Exercise prompt
Output each line of the listing below as a numbered list, omitting the blank lines.

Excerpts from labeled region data
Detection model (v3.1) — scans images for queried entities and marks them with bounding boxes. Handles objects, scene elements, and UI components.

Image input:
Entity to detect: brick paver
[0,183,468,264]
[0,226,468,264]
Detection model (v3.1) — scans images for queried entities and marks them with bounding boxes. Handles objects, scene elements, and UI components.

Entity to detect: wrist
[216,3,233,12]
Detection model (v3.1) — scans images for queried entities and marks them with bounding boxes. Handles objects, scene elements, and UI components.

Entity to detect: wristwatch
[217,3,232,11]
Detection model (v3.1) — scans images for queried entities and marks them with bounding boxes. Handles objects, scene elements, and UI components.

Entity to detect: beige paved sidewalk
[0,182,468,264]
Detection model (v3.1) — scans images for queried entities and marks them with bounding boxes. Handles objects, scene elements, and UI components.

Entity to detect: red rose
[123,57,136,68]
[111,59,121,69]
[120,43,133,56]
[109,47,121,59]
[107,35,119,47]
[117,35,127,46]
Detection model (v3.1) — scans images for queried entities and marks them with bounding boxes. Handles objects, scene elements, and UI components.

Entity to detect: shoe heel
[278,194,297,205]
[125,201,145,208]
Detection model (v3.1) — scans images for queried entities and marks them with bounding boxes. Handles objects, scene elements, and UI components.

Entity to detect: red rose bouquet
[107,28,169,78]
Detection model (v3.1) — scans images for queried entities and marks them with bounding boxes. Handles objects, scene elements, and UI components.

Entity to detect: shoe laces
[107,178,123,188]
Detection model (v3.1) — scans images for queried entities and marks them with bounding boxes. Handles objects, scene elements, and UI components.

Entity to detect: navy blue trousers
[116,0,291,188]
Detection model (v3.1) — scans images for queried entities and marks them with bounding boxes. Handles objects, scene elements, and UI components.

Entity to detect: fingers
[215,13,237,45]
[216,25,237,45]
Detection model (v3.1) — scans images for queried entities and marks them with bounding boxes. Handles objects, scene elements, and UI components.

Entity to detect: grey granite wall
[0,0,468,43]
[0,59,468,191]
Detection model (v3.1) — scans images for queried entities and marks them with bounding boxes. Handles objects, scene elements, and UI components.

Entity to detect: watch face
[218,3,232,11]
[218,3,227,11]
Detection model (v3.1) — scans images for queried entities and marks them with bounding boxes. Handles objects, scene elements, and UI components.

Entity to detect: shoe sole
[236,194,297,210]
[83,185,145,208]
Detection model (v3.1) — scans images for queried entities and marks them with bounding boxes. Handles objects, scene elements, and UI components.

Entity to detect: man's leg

Written answer
1. Detection model (v3.1) — scans images for queried entities and marks them with bounding boxes. Handles objects, scene elements, and UI components.
2. Image input:
3. Entity to detect: brick paver
4. [0,183,468,264]
5. [0,226,468,264]
6. Detection model (v3.1) — scans images for queried entities and marks them with bounding boxes. Handles objects, scene elements, and UI components.
7. Entity to detect: wrist
8. [216,3,233,12]
9. Detection model (v3.1) — scans images for queried entities and marks them with bounding boxes. Handles objects, scene elements, and UI components.
10. Entity to detect: wristwatch
11. [217,3,232,11]
12. Detection model (v3.1) — scans images for queried entities and marks them with bounding boxes. Handles objects, scene elements, and UI components.
13. Entity to detect: beige paved sidewalk
14. [0,182,468,264]
15. Detection model (v3.1) — scans images for queried entities and marks them with bounding boxes. Handles objects, scene elements, and UI components.
16. Entity to detect: red rose
17. [123,57,136,68]
18. [111,59,121,69]
19. [120,43,133,56]
20. [109,47,121,59]
21. [107,35,119,47]
22. [117,35,127,46]
23. Detection model (v3.1) — scans images for queried entities and marks them with bounding boxes. Handles objects, scene elements, and UI components.
24. Entity to detect: shoe heel
25. [278,194,297,205]
26. [125,201,145,208]
27. Detection model (v3.1) — scans images for queried entities and marks them with bounding boxes. Handles objects, scene elements, and UI components.
28. Entity to detect: red rose bouquet
29. [107,28,169,78]
30. Detection model (v3.1) — scans images for queried entities and marks them with bounding boxes. Handles objects, scene elements, and UI components.
31. Entity to detect: shoe laces
32. [107,178,123,188]
33. Detection model (v3.1) — scans images for queried entities and marks them with bounding boxes. Handles objects, scene elements, and UI components.
34. Entity to detect: navy blue trousers
35. [116,0,291,188]
36. Detection model (v3.1) — scans images for queried entities and marks them with bounding boxes. Handles objects, scene elements, and UI components.
37. Entity to detect: fingers
38. [215,13,237,45]
39. [216,25,237,45]
40. Detection model (v3.1) — scans images for queried entities and marks them with bounding boxes. Handles objects, scene elements, and UI components.
41. Entity to detect: grey granite wall
42. [0,0,468,43]
43. [0,59,468,191]
44. Detection model (v3.1) — scans images for queried entities and marks them with bounding boxes. Handles objects, scene elements, and UI components.
45. Entity to detect: watch face
46. [218,3,232,11]
47. [218,3,227,11]
48. Detection model (v3.1) — scans images for queried entities and marks them with bounding boxes. Handles objects, scene elements, and UI components.
49. Entity to detect: shoe sole
50. [236,194,297,210]
51. [83,185,145,208]
52. Detection model (v3.1) — scans images for queried entities and marks them with bounding boxes. Handles objects, scene elements, and UI components.
53. Entity to detect: man's leg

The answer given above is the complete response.